--- Information shown Enclosed Below ---

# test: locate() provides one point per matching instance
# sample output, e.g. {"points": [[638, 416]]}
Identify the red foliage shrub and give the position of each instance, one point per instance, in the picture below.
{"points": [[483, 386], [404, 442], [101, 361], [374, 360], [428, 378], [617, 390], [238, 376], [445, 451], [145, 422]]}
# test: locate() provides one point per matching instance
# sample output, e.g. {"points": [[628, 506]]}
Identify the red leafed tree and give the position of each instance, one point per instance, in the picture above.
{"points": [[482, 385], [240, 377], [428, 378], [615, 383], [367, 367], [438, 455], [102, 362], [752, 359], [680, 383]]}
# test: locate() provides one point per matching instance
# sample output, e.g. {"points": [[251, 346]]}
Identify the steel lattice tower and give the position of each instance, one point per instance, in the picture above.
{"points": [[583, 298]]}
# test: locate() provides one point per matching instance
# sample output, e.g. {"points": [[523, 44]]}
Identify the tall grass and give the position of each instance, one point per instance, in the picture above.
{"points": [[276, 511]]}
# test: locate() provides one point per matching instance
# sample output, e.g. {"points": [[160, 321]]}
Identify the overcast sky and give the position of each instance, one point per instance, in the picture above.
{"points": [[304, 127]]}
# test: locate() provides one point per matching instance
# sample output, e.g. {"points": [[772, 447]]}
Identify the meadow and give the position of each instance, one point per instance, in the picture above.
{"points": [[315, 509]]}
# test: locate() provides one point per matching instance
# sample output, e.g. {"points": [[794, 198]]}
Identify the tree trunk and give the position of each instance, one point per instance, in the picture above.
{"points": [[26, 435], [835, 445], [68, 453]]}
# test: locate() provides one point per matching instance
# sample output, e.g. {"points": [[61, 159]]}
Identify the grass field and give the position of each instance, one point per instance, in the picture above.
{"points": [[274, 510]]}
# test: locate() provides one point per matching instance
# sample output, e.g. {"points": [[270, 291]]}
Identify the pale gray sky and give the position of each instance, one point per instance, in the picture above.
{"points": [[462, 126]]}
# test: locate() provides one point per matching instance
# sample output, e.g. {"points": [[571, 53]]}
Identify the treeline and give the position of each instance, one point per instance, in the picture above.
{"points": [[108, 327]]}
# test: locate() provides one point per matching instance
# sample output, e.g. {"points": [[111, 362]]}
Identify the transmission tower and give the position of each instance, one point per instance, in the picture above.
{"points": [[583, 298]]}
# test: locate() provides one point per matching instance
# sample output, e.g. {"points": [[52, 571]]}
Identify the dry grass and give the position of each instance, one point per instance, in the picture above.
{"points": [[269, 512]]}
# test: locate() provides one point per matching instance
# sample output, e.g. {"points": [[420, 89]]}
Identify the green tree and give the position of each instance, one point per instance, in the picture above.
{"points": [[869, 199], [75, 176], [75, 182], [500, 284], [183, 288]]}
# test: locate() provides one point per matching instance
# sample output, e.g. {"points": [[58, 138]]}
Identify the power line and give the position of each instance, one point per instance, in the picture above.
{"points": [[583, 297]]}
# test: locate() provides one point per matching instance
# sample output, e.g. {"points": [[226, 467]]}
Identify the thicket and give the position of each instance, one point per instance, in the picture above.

--- End of Enclosed Information shown ---

The whole of the data must be given again, exactly as shown.

# test: locate() provides one point per matching instance
# sample output, e.g. {"points": [[638, 416]]}
Identify the red foliage shrub and give the position of each instance, one point per instance, in the picture below.
{"points": [[483, 386], [404, 442], [101, 361], [374, 360], [428, 378], [617, 390], [238, 376], [445, 451], [145, 422]]}
# test: locate() provides one point per matching instance
# sample output, e.g. {"points": [[628, 506]]}
Identify the red leafed tree and give the position of each instance, one point per instance, in the picture above.
{"points": [[482, 385], [240, 377], [428, 378], [615, 383], [367, 367], [438, 455], [102, 362], [752, 359], [680, 383]]}
# test: locate() provides one point per matching instance
# sample output, e.g. {"points": [[251, 346]]}
Identify the steel lattice tower and give the position of each instance, one point per instance, in the picture above.
{"points": [[583, 298]]}
# test: locate() provides one point per matching instance
# sample output, e.g. {"points": [[523, 44]]}
Identify the tall grass and give the position of each instance, one point per instance, in the picture above.
{"points": [[276, 511]]}
# test: locate() provides one point per matching instance
# sample output, e.g. {"points": [[160, 321]]}
Identify the overcast sky and give the position of each instance, one point per instance, in the picture above.
{"points": [[304, 127]]}
# test: locate() provides one point per matching instance
# sample output, e.g. {"points": [[772, 447]]}
Identify the meadow and give the position of each instance, one point per instance, in the picture above.
{"points": [[315, 509]]}
# test: locate() provides one point per matching instance
# sample output, e.g. {"points": [[794, 198]]}
Identify the tree trunk and give the position of each instance, one point per instance, in the picture above.
{"points": [[26, 435], [835, 445], [68, 453]]}
# test: locate() provides one point per matching instance
# sample output, e.g. {"points": [[61, 159]]}
Identify the grass field and give the position of each instance, one point per instance, in the picture above.
{"points": [[274, 510]]}
# test: locate() provides one point per matching instance
# sample output, e.g. {"points": [[270, 291]]}
Identify the pale gray sky and give the position of each instance, one point per instance, in the picture above.
{"points": [[462, 126]]}
# test: locate() provides one point per matching instance
# sample output, e.g. {"points": [[571, 53]]}
Identify the treeline and give the position of each instance, one point per instance, in the picture above.
{"points": [[108, 327]]}
# test: locate() provides one point per matching instance
# sample output, e.g. {"points": [[111, 362]]}
Identify the transmission tower and give the position of each instance, one point per instance, in the picture above.
{"points": [[583, 298]]}
# test: locate() provides one point per matching instance
# sample output, e.g. {"points": [[52, 571]]}
Identify the dry grass and give the position of each instance, one point per instance, in the picture above.
{"points": [[269, 512]]}
# test: locate() provides one point per matching instance
# sample output, e.g. {"points": [[420, 89]]}
Identify the green tree and give the position of each instance, one point per instance, in the picture above.
{"points": [[869, 199], [75, 176], [75, 182], [500, 284], [183, 288]]}
# test: locate() provides one point per matching instance
# sample output, e.g. {"points": [[58, 138]]}
Identify the power line and give the position of each instance, one point per instance, in the picture above.
{"points": [[583, 297]]}
# test: locate() provides one point per matching instance
# sample output, e.g. {"points": [[226, 467]]}
Identify the thicket and give the position of each instance, one point per instance, in the picture above.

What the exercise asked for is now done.